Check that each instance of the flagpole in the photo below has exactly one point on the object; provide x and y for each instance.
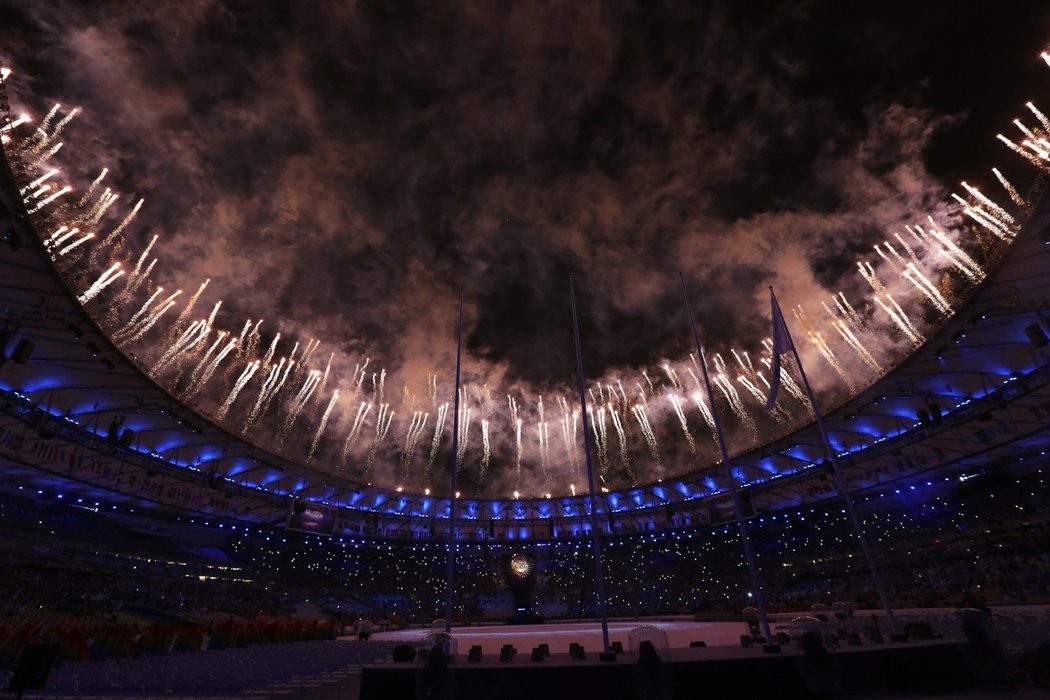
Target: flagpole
(449, 588)
(741, 525)
(839, 482)
(590, 475)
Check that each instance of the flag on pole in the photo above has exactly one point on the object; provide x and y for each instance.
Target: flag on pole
(781, 343)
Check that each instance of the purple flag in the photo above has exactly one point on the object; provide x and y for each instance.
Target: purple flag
(781, 343)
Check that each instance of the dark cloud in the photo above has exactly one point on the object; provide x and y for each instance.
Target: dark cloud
(350, 170)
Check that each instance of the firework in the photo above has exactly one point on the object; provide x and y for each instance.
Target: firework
(323, 424)
(107, 278)
(383, 418)
(355, 430)
(439, 425)
(243, 380)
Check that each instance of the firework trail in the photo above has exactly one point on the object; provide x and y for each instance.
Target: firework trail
(244, 336)
(135, 279)
(649, 382)
(927, 289)
(853, 341)
(359, 375)
(998, 212)
(867, 272)
(1010, 189)
(75, 245)
(41, 139)
(298, 403)
(486, 452)
(275, 390)
(328, 372)
(543, 439)
(896, 261)
(60, 236)
(189, 336)
(184, 354)
(672, 376)
(907, 249)
(617, 424)
(254, 338)
(51, 197)
(818, 341)
(569, 422)
(184, 316)
(732, 396)
(204, 361)
(213, 366)
(320, 428)
(785, 379)
(378, 382)
(265, 390)
(899, 318)
(647, 430)
(38, 182)
(140, 317)
(383, 418)
(416, 427)
(91, 189)
(249, 370)
(11, 126)
(1044, 122)
(685, 425)
(601, 439)
(114, 239)
(109, 276)
(355, 430)
(464, 436)
(93, 214)
(439, 425)
(268, 358)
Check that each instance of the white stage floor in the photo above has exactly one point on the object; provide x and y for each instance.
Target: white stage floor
(559, 635)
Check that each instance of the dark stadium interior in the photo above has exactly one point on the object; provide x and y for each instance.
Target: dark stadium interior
(153, 547)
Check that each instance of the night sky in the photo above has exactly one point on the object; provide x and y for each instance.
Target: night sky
(343, 169)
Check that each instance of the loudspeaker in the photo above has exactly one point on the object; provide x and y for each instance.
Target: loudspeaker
(1035, 336)
(23, 351)
(33, 669)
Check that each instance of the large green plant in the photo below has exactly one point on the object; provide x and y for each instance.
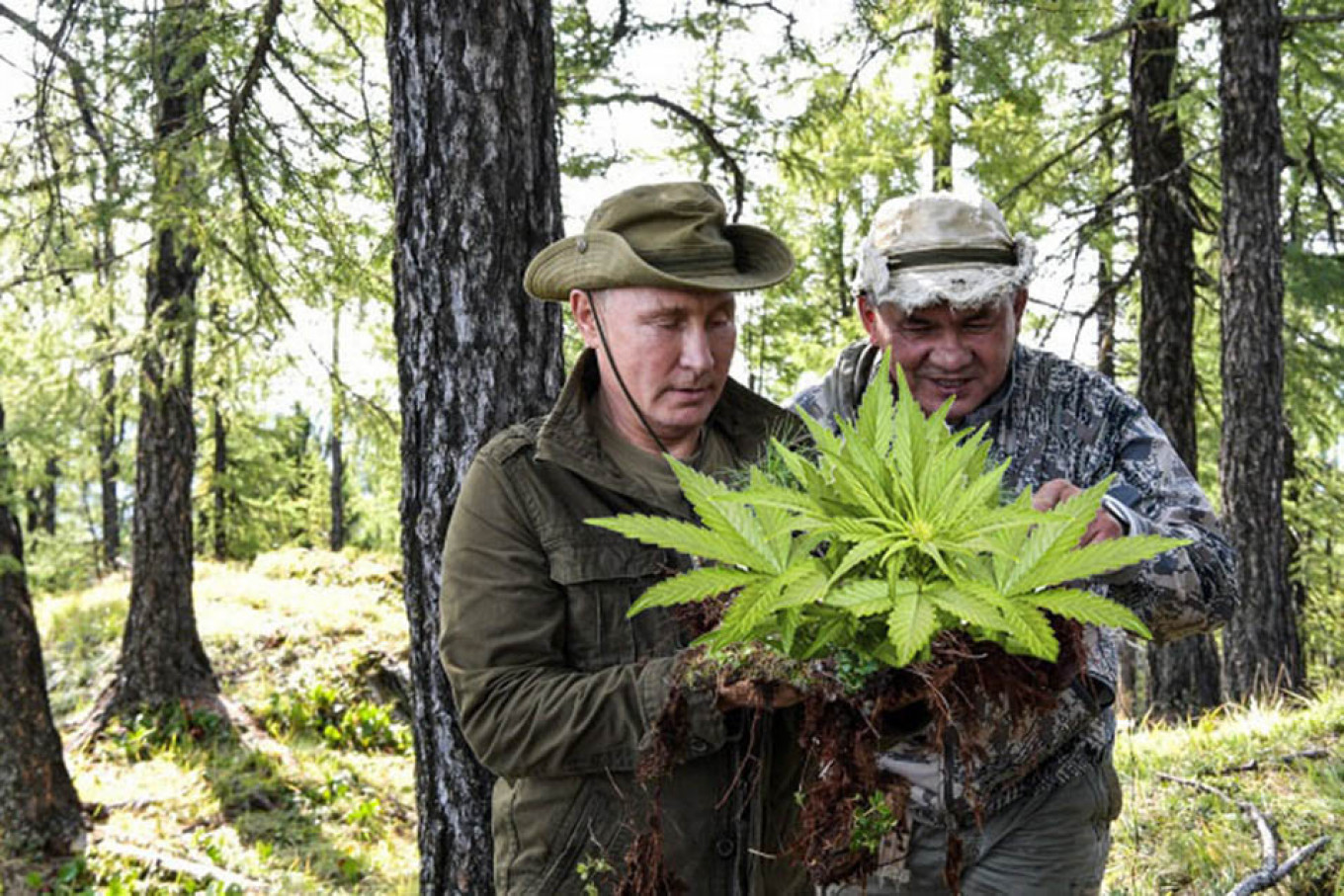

------------------------------------

Copy out all the data above exactly as written. Skip the pictures.

RESPONSE BELOW:
Check that each instance of the flagpole in the photo below has exactly one point on the object; provide x and y for each instance.
Target: flagpole
(449, 588)
(741, 525)
(839, 482)
(590, 475)
Check that each instance of the flag on pole in the photo above has exactly one point on the object; provide x and y for each instance.
Target: flag on pole
(781, 343)
Check that each instance of the purple flag in the photo above has exactly one point on the object; provide x and y for each instance.
Target: purple flag
(781, 343)
Check that each instance of the dark cloud in the photo above has exactly one point on the object; provide x and y for each instance.
Target: dark cloud
(350, 170)
Check that each instance of the firework in the photo above has exactly one point on the object; provide x and y for each instance.
Target: firework
(323, 424)
(107, 278)
(383, 418)
(355, 430)
(439, 425)
(243, 380)
Check that each instance of the firework trail in the photo above has exactly one point on the object; provide x and y for each instance.
Target: firework trail
(244, 336)
(135, 279)
(649, 382)
(927, 289)
(853, 341)
(359, 375)
(998, 212)
(867, 272)
(1010, 189)
(75, 245)
(41, 139)
(298, 403)
(486, 452)
(275, 390)
(328, 372)
(543, 439)
(896, 261)
(60, 236)
(189, 336)
(184, 354)
(672, 376)
(907, 249)
(617, 424)
(254, 338)
(51, 197)
(818, 341)
(569, 422)
(184, 316)
(732, 396)
(204, 361)
(213, 366)
(320, 428)
(785, 379)
(378, 382)
(265, 390)
(899, 318)
(647, 430)
(38, 182)
(140, 317)
(383, 418)
(416, 427)
(91, 189)
(249, 370)
(11, 126)
(1044, 122)
(685, 425)
(601, 439)
(114, 239)
(109, 276)
(355, 430)
(464, 436)
(93, 214)
(439, 425)
(268, 358)
Check that each instance of the white stage floor in the photo above has exactly one point on the object; provide x and y for each instance.
Target: white stage floor
(559, 635)
Check that each instance of the dark stadium interior in the photo above has exactly one point on the object; provide x and y for each instance.
Target: dark stadium interior
(153, 547)
Check that each instance of the night sky in the photo above has exactly one point on the object; provide x and y for each instance.
Target: night sky
(343, 169)
Check that each instance of the loudspeaker in the photo above has exactly one point on the object; provide x and y for each instance.
Target: loudspeaker
(1035, 336)
(23, 351)
(33, 669)
Check that each instance of the large green plant in the photo below has exactly one point on the object; provide x and y for each instance.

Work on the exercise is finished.